■ To be done ■
Reproduce verbatim the data from the line with "query (the noun phrase to segment): tree silhouette" up to and including the line with "178 112 L 171", and nothing else.

───── Data supplied

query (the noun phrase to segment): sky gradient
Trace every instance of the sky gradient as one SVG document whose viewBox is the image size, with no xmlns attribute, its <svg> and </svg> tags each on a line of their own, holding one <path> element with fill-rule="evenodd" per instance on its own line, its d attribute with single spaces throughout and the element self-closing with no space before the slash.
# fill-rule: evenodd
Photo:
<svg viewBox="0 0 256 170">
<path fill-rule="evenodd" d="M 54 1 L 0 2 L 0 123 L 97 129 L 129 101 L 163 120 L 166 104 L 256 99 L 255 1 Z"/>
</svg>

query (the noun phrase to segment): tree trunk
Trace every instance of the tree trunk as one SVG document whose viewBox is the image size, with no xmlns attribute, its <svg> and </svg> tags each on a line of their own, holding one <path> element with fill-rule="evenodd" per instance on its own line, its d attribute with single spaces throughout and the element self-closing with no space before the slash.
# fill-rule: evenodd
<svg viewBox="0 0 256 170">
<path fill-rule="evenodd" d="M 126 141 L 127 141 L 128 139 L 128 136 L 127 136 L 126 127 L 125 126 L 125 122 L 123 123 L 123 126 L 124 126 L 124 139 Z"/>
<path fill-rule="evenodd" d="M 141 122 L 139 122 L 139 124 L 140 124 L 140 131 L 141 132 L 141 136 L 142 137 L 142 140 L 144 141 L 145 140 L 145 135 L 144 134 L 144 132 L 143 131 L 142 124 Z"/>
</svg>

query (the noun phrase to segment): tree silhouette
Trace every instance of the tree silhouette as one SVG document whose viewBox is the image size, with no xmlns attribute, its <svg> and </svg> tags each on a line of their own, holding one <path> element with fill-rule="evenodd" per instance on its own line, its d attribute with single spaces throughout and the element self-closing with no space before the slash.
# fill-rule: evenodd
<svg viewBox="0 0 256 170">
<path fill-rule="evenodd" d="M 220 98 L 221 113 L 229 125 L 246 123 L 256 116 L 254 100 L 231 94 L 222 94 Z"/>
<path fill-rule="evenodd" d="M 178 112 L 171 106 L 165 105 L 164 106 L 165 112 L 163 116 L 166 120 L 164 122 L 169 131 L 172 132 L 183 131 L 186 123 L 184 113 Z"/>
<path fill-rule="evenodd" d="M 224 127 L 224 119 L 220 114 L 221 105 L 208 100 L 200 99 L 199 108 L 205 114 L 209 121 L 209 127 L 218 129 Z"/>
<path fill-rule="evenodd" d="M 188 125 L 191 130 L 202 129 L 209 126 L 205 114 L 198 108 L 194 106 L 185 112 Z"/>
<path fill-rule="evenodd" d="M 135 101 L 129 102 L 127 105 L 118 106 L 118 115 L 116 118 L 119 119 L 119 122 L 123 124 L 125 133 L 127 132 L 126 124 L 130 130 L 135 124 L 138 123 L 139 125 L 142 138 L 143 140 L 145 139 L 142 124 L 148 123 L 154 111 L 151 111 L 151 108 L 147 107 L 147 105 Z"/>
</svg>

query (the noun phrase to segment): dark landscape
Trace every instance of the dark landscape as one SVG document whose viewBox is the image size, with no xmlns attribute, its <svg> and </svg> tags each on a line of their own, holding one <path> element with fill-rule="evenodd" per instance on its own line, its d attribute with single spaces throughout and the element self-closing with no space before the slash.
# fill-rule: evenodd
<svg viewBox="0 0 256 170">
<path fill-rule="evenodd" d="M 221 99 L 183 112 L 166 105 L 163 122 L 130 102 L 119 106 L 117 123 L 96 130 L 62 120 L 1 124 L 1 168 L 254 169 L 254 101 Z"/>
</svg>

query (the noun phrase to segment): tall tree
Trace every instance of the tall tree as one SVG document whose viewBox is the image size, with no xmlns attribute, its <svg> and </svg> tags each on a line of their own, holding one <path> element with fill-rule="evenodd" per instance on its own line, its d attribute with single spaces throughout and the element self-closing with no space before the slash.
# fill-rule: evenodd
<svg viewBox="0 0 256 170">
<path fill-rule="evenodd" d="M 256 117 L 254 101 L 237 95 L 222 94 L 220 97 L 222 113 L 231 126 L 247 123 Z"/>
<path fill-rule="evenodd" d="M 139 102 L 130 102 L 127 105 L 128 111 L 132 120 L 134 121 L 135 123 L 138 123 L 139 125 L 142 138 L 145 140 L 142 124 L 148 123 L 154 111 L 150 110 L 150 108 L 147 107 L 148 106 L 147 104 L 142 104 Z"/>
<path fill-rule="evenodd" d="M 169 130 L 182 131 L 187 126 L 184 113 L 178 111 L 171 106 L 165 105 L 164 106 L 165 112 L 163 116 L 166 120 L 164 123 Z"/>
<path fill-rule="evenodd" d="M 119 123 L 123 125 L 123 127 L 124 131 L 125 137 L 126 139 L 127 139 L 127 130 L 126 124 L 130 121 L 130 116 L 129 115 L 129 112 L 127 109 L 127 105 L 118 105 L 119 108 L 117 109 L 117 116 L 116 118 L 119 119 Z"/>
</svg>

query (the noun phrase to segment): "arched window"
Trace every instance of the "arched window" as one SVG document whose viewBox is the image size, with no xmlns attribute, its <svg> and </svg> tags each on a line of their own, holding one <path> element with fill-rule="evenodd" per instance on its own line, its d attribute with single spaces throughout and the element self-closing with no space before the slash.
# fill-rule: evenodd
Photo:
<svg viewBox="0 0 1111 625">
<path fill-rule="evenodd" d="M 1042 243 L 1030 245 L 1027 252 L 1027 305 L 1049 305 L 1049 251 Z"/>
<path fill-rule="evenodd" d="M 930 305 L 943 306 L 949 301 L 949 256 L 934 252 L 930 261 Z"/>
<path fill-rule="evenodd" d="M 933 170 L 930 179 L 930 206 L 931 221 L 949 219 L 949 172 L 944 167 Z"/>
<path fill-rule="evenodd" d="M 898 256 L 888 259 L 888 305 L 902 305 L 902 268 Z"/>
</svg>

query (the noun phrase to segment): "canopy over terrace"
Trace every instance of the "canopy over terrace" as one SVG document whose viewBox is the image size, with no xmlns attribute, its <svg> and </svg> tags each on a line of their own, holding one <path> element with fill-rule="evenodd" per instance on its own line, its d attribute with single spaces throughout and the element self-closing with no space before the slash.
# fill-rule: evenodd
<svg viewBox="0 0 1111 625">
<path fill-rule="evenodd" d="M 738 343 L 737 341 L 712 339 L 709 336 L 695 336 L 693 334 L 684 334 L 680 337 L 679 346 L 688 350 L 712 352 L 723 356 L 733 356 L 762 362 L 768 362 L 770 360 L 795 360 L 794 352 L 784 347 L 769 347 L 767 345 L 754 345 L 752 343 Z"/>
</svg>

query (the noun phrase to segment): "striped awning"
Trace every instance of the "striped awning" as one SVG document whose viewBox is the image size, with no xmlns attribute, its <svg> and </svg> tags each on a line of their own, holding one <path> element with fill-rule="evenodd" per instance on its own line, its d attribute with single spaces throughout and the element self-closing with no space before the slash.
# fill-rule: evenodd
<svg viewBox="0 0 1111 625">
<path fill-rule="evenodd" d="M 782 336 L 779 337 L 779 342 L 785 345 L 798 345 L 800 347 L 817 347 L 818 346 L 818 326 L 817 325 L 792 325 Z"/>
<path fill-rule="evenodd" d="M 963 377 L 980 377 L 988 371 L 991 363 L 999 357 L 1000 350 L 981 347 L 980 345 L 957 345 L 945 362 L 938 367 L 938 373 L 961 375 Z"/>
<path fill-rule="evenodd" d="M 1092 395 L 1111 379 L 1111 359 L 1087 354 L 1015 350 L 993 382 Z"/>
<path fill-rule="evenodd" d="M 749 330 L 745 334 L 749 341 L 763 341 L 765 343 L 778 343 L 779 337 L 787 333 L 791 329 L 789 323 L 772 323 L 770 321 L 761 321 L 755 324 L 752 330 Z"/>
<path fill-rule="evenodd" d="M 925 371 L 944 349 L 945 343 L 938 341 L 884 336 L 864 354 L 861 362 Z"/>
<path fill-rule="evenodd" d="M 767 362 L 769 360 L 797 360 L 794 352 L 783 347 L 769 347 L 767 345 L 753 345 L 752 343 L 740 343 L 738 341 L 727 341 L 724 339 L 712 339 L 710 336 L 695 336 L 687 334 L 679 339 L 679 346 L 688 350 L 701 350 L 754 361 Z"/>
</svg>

──────────

■ Response to the exercise ■
query (the noun phrase to segment): tree silhouette
Trace every instance of the tree silhouette as one SVG document whose viewBox is the image size, with no xmlns attribute, its <svg> and </svg> tags each on a line of their own, holding one <path> element with fill-rule="evenodd" per instance on its own line, its d attribute with single spaces throughout and the element self-closing with no space before the slash.
# fill-rule: evenodd
<svg viewBox="0 0 256 170">
<path fill-rule="evenodd" d="M 220 98 L 221 113 L 229 125 L 246 123 L 256 116 L 254 100 L 231 94 L 222 94 Z"/>
<path fill-rule="evenodd" d="M 178 112 L 171 106 L 165 105 L 164 106 L 165 112 L 163 116 L 166 120 L 164 122 L 169 131 L 172 132 L 183 131 L 186 123 L 184 113 Z"/>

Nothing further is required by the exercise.